> _Source excerpt_

┌────────

Agent 47 (Rupert Friend) is an emotionless killing machine, engineered from childhood to be an assassin for one of the aforementioned shadowy organization known as The Agency and to fight a different shadowy organization known as The Syndicate—and no, not the same one from “Mission: Impossible – Rogue Nation.” 47 is sent to kill Katia (Hannah Ware), a young woman searching for a mysterious man she knows nothing about. Katia is intercepted by John Smith (Zachary Quinto), another mysterious stranger who tells her the man he is looking for is her father, and he is the man behind the Agent program that created 47 and numerous other Agents. Punch punch shoot, chase chase, helicopter explodes, maybe one cool action sequence, yawn.

└────────

> _Data shown_
┌────────

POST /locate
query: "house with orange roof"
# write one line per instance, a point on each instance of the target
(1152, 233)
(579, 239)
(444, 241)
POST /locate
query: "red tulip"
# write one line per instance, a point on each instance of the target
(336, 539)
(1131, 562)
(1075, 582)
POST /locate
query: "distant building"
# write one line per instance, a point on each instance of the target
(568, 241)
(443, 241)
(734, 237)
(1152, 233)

└────────

> _The tasks_
**a.** Output the Agent 47 summary from "Agent 47 (Rupert" to "action sequence, yawn.".
**b.** In the Agent 47 summary, which actor plays Katia?
**c.** Resume the Agent 47 summary after its last sentence and keep writing.
The lines play no part in what follows.

> _Results of the exercise_
**a.**
Agent 47 (Rupert Friend) is an emotionless killing machine, engineered from childhood to be an assassin for one of the aforementioned shadowy organization known as The Agency and to fight a different shadowy organization known as The Syndicate—and no, not the same one from “Mission: Impossible – Rogue Nation.” 47 is sent to kill Katia (Hannah Ware), a young woman searching for a mysterious man she knows nothing about. Katia is intercepted by John Smith (Zachary Quinto), another mysterious stranger who tells her the man he is looking for is her father, and he is the man behind the Agent program that created 47 and numerous other Agents. Punch punch shoot, chase chase, helicopter explodes, maybe one cool action sequence, yawn.

**b.** Hannah Ware

**c.**
In 2007, Timothy Olyphant, an actual charismatic actor, played 47 and no one cared. Desperate to try again on the franchise (for some reason) Fox originally tapped the late Paul Walker as the new 47. With the star’s tragic death in 2013, the studio decided to forge ahead anyway with whoever looked good with their head shaved and settled on “Homeland’s” Rupert Friend, who leaves no impression whatsoever, just like the rest of the movie. Quinto tries to have some fun, but the nonsensical screenplay strands him in a plot turn that gives him nothing to do but chase after Friend and Ware. Ciaran Hinds, lately of “Game of Thrones,” also shows up for a little while, but nothing means anything and as soon as the credits roll, the whole movie slips from your memory, like hitting the reset button on your video game console.